Text provided:
"""
Hyderabad

Hyderabad on BARC’s radiation radar

Radiation in Hyderabad has reached such a level that BARC has included it on the list of cities to be regularly monitored for suggesting remedial measures

The government is likely to allot the terrace of the north ‘H’ block of the Secretariat where a state-of-the-art Disaster Management Control Room is coming up. The Bhabha Atomic Research Centre (BARC) plans to install environmental radiation monitors (ERMs) later at different locations in Hyderabad, according to Disaster Management Commissioner T. Radha.

Radiation in Hyderabad has reached such a level that BARC has included it on the list of cities to be regularly monitored for suggesting remedial measures.

A study conducted in several areas of the city revealed that radiation had exceeded the limit of 5 sieverts per annum in many localities.

Causes so many

Radiation is normally caused by bald hills, rocky and hard-soil terrain of the Deccan Plateau (where Hyderabad lies 2,000 ft above the sea level), stone formations, presence of chemical plants, nuclear waste and petrol fumes, all of which add to the natural radiation emanated by the earth’s crust and cosmic rays.

The high levels are also due to a major part of its ground in the concrete jungle being paved.

High radiation

Nacharam, a locality with factories, was identified as a high-radiation zone, with even the fringes of a tank covered with toxic elements, a member of the study group said.

While Gondwana rocks, the earliest of the rock layers of the earth, cause high radiation, Jubilee Hills, Banjara Hills, Prashashan Nagar and MasabTank areas are filled with houses constructed using these rocks.

Illnesses

Every member of a family living in one such house suffers from one disease or the other.

On the other hand, radiation level is less in Himayathnagar and Dilsukhnagar.

The water in Himayathsagar and Osmansagar contains radiation levels at 11 ppm (particle per million) and 14 ppm, respectively, compared to that drawn from the Krishna river (2 ppm).

BARC has decided to install solar-powered ERMs it had developed, at the Secretariat, to begin with, to measure radiation in the city. This will be part of the Indian Environmental Radiation Monitoring Network being set up in the 100 listed cities across the country.

They have already been installed at nuclear power plants, uranium mining sites and nuclear fuel making units like the one here and are equipped with GM counters (named after German scientist Gieger Muller), apart from detecting radiation objects.
"""
Activity:
In the Hyderabad radiation article, from "They have already" to "detecting radiation objects.", swap "uranium mining sites" for "coal mining sites" and write out that part.

Given data:
"""
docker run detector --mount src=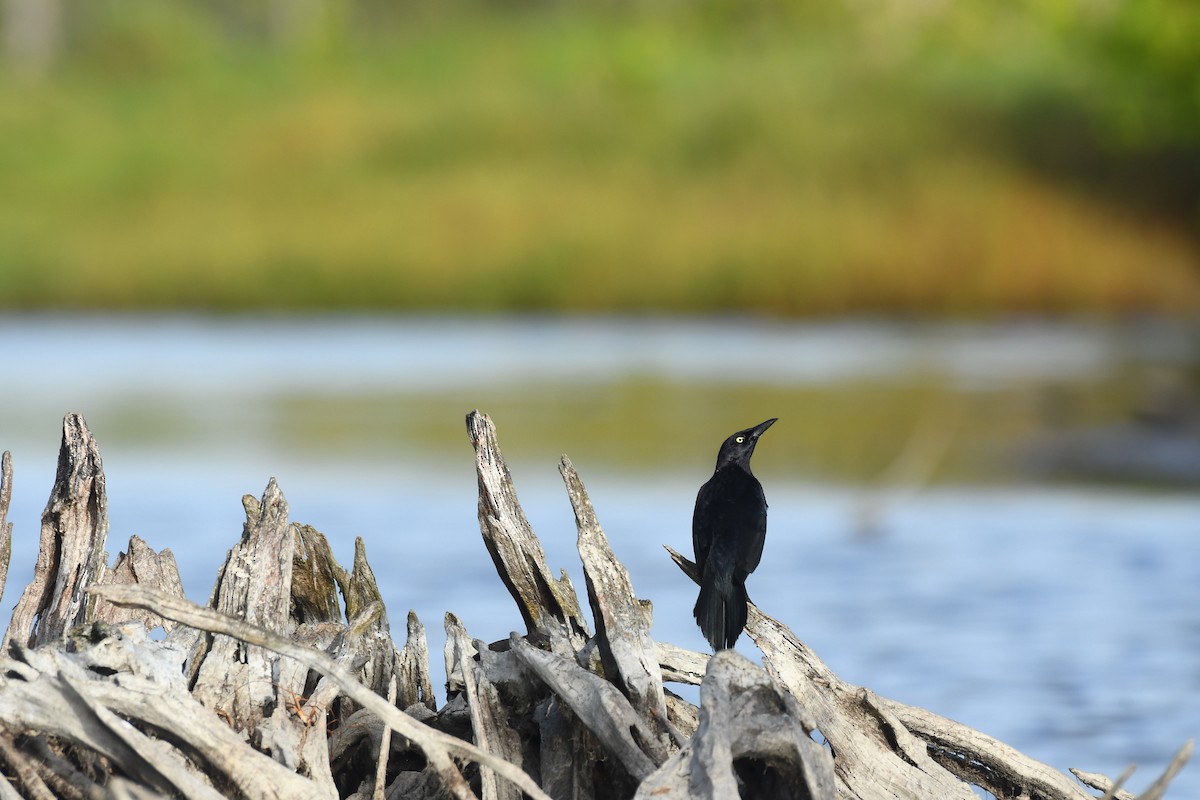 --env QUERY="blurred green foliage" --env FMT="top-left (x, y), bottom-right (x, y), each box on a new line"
"""
Expected answer:
They have already been installed at nuclear power plants, coal mining sites and nuclear fuel making units like the one here and are equipped with GM counters (named after German scientist Gieger Muller), apart from detecting radiation objects.